[Entries for labeling bounding boxes]
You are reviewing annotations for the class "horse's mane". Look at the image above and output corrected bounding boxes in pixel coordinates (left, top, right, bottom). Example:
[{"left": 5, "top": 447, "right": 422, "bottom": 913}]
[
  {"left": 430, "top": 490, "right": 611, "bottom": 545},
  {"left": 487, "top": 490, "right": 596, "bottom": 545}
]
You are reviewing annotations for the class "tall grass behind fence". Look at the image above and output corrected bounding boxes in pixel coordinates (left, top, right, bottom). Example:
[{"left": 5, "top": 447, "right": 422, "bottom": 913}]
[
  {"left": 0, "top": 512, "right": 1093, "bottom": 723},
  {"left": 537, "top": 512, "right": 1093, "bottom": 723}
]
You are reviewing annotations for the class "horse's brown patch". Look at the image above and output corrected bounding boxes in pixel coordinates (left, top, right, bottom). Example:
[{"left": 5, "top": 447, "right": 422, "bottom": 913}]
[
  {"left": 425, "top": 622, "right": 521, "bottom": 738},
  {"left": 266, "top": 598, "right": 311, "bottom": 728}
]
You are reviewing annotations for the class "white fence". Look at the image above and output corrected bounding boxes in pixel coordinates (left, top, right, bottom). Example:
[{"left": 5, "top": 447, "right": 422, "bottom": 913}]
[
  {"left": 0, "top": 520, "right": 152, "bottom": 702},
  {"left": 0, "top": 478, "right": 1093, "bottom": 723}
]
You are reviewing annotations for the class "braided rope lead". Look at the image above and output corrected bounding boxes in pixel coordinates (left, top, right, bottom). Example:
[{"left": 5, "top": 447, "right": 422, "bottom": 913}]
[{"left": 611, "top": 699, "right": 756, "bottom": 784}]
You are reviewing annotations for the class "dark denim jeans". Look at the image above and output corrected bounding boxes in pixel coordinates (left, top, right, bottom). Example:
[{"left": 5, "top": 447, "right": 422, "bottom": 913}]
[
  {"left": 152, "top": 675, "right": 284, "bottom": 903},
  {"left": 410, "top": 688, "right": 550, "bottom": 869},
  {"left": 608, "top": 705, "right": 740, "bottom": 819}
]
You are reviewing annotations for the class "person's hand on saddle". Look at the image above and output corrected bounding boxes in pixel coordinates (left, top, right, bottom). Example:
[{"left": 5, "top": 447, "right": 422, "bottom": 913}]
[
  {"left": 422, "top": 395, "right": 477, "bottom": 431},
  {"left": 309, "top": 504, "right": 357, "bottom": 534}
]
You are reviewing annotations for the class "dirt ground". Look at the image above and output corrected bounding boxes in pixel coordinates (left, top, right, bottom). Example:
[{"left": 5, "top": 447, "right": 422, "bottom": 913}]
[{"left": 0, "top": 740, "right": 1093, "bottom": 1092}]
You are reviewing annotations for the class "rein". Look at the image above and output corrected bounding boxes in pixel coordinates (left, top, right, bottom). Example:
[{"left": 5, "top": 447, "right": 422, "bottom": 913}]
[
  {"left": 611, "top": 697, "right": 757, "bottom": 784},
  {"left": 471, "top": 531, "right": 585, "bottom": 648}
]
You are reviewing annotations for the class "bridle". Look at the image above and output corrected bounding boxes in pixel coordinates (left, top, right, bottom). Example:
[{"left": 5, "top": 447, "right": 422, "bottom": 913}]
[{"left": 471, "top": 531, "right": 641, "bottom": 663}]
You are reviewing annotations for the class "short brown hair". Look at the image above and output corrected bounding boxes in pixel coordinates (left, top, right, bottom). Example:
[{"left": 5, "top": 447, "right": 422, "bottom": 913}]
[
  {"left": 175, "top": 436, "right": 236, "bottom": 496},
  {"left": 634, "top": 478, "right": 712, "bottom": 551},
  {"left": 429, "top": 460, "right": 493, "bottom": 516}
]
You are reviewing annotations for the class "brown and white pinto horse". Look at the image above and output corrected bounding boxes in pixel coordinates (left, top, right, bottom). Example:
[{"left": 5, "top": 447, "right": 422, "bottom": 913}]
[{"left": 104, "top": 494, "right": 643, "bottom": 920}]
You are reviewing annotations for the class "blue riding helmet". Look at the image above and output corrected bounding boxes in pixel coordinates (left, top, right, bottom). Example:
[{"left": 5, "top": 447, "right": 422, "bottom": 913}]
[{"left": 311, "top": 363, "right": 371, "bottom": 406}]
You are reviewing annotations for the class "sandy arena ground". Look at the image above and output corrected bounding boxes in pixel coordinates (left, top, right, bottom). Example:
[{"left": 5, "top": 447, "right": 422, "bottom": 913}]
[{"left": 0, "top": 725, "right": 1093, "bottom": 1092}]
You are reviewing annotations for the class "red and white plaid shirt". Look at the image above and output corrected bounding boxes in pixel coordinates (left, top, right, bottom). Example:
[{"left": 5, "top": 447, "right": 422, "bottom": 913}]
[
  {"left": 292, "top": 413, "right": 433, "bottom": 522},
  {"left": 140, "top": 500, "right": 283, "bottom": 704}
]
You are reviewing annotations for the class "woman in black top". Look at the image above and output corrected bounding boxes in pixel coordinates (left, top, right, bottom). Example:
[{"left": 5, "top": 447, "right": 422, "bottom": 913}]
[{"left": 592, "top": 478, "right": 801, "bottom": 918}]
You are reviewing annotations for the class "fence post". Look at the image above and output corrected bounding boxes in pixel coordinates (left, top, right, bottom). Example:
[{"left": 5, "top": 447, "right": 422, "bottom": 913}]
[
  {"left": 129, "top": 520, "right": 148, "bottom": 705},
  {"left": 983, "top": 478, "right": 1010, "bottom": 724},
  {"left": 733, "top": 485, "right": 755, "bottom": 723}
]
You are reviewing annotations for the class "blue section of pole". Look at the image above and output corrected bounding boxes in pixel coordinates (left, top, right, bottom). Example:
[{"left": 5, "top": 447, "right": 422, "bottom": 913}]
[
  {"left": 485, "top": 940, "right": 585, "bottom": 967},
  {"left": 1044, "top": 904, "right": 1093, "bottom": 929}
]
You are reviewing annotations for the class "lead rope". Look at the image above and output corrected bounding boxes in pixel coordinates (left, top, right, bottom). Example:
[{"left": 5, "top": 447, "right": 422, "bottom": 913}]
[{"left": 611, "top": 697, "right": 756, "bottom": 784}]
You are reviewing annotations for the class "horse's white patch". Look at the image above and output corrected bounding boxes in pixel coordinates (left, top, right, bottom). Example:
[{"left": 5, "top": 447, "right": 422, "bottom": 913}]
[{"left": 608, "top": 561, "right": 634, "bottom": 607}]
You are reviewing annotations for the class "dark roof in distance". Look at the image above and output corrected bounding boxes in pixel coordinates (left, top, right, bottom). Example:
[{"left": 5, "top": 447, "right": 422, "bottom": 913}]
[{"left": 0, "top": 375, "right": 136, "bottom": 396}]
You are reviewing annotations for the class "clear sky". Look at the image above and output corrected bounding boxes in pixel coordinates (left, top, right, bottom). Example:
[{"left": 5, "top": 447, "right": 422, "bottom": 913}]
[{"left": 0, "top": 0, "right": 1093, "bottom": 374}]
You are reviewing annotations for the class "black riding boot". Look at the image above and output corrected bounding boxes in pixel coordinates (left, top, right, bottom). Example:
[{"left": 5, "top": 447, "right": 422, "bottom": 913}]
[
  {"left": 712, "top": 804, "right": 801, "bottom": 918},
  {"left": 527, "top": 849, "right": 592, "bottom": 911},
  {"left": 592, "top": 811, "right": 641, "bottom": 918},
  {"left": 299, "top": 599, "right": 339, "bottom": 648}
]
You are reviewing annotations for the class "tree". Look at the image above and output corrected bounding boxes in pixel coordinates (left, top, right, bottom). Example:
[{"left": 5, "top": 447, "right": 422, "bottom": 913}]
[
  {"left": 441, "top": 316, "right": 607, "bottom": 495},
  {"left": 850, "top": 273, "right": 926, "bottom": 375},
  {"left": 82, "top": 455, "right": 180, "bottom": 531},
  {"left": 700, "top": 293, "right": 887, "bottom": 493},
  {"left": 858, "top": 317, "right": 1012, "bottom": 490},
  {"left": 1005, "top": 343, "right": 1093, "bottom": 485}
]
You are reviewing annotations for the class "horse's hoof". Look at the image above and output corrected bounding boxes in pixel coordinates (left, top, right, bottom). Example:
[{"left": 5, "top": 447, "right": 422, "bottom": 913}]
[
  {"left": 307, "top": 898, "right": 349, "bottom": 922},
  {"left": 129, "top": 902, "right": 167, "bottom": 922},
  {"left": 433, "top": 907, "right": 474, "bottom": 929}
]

What the task requires: Show each line of the listing above that contains the word "fence".

Response:
You are reviewing annotations for the class "tall grass behind fence". Look at the image above and output corrected bounding boxes in pixel coordinates (left, top, right, bottom). Example:
You are reviewing annotations for the class "white fence". Look at the image above and output corrected bounding boxes in pixel coordinates (left, top, right, bottom). Example:
You are reviewing annotations for the class "fence post". Look at the image above and output corrected bounding boxes in pixel coordinates (left, top, right, bottom). Example:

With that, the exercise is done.